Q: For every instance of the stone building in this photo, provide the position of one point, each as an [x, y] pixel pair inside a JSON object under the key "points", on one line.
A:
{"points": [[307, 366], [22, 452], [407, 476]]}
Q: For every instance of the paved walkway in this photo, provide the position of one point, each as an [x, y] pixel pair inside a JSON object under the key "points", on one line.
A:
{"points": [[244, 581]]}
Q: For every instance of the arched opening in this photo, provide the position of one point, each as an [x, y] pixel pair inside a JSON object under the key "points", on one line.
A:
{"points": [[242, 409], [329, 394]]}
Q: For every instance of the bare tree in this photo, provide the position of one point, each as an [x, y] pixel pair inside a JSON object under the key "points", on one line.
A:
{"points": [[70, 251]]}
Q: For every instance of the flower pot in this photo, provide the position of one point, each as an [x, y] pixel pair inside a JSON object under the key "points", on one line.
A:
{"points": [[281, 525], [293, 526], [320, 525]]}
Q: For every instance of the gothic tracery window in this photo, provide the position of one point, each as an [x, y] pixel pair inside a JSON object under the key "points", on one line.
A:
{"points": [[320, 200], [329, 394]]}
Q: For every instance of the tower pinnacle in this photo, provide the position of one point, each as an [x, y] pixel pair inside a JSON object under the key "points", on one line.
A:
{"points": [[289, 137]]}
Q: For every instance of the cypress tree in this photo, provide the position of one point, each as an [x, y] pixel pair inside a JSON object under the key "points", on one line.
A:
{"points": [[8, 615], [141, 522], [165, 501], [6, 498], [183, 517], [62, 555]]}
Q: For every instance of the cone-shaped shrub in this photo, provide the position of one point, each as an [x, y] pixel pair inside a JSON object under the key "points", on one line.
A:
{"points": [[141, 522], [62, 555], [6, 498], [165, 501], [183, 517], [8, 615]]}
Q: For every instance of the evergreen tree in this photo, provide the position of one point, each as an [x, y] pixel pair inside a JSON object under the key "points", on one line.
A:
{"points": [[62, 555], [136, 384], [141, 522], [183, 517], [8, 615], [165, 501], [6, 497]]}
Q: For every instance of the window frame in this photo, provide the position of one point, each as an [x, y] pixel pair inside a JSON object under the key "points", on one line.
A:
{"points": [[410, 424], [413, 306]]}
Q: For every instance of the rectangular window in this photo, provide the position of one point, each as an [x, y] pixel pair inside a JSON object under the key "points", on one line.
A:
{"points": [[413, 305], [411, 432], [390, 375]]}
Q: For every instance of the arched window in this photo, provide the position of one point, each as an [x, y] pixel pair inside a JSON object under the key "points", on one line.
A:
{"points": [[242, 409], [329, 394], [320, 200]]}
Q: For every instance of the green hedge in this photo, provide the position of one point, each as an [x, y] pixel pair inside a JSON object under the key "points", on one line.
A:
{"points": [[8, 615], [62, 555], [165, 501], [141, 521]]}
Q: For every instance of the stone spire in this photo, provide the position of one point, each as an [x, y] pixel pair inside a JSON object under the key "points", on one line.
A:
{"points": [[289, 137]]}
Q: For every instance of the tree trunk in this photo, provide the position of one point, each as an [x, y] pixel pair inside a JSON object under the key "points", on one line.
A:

■ Problem: Can you restate every record above word for word?

■ Answer for the task:
Q: For every instance of the stone building in this photo, provide the position of one point, each as an [x, y] pixel pair inside a JSON object under the key "points", on one line.
A:
{"points": [[307, 366], [22, 452], [407, 476]]}
Q: For every instance of the paved walkway in this photo, provide the position of one point, each as an [x, y] pixel pair inside a JSON object under the key "points", on one line.
A:
{"points": [[244, 581]]}
Q: For every instance of the arched opening in this photo, provide the position of one point, each as an [x, y] pixel pair inside a JSON object under the key "points", on one line.
A:
{"points": [[242, 409], [329, 394]]}
Q: For every instance of the bare tree in this photo, provide the position of one point, each as an [x, y] pixel pair inside a JSON object under the key "points", on one line.
A:
{"points": [[70, 251]]}
Q: For every instance of the flower pot in this photo, provide the position of one point, each as an [x, y] pixel pair inside a JSON object under the key "points", on one line.
A:
{"points": [[281, 525], [293, 526], [320, 525]]}
Q: For every instance of the gothic tracery window in this photo, provide the position of one point, each as an [x, y] pixel pair inside a JSON object under the key "points", on one line.
A:
{"points": [[320, 200], [329, 394]]}
Q: For every instance of the tower pinnacle in this photo, provide the position of one point, each as an [x, y] pixel pair inside a JSON object under the key "points", on one line.
A:
{"points": [[289, 137]]}
Q: For every instance of the cypress tree in this photo, provide the position of one point, each as an [x, y] pixel pair inside a JSON object under the key "points", on one line.
A:
{"points": [[8, 615], [141, 522], [165, 501], [6, 498], [183, 517], [62, 555]]}
Q: For every instance of the cone-shaped shrub in this photo, provide the position of one point, each as an [x, y] pixel pair inside a JSON object under the key "points", on one line.
A:
{"points": [[141, 522], [62, 555], [6, 498], [165, 501], [183, 517], [8, 615]]}
Q: For every instance of the evergreen tree in this photo, provide the position of one point, each as an [x, y] pixel pair inside a JSON object under the key "points", on one line.
A:
{"points": [[62, 555], [136, 384], [141, 522], [183, 517], [8, 615], [165, 501], [6, 497]]}
Q: For every instance of the window frame in this photo, provide the position of one point, each as an [x, y] pixel pair inside a JSON object under the key "points", on one line.
A:
{"points": [[410, 424], [413, 306]]}
Q: For every instance of the rectangular window in this photo, provide the position of one point, each as an [x, y] pixel pair inside a JSON object under the key "points", on one line.
A:
{"points": [[413, 305], [411, 432], [390, 375]]}
Q: For every instance of the arched window in this photo, provide the position of one point, each as an [x, y] pixel pair inside a JSON object under the key "points", on one line.
A:
{"points": [[242, 409], [329, 394], [320, 200]]}
Q: For every instance of the green hedge in this photo, provide the position of one point, each as an [x, y] pixel pair inside a JSON object under the key "points", on one line.
A:
{"points": [[8, 615], [62, 555], [165, 501], [141, 521]]}
Q: For every instance of the stone spire in this photo, provide the position of one point, each as an [x, y] pixel pair inside a JSON object under the key "points", on one line.
A:
{"points": [[289, 137]]}
Q: For every instance of the tree trunk in this photo, provide the position of one point, each as an [x, y] pixel pair inside a JSON object under the key "points", on one line.
A:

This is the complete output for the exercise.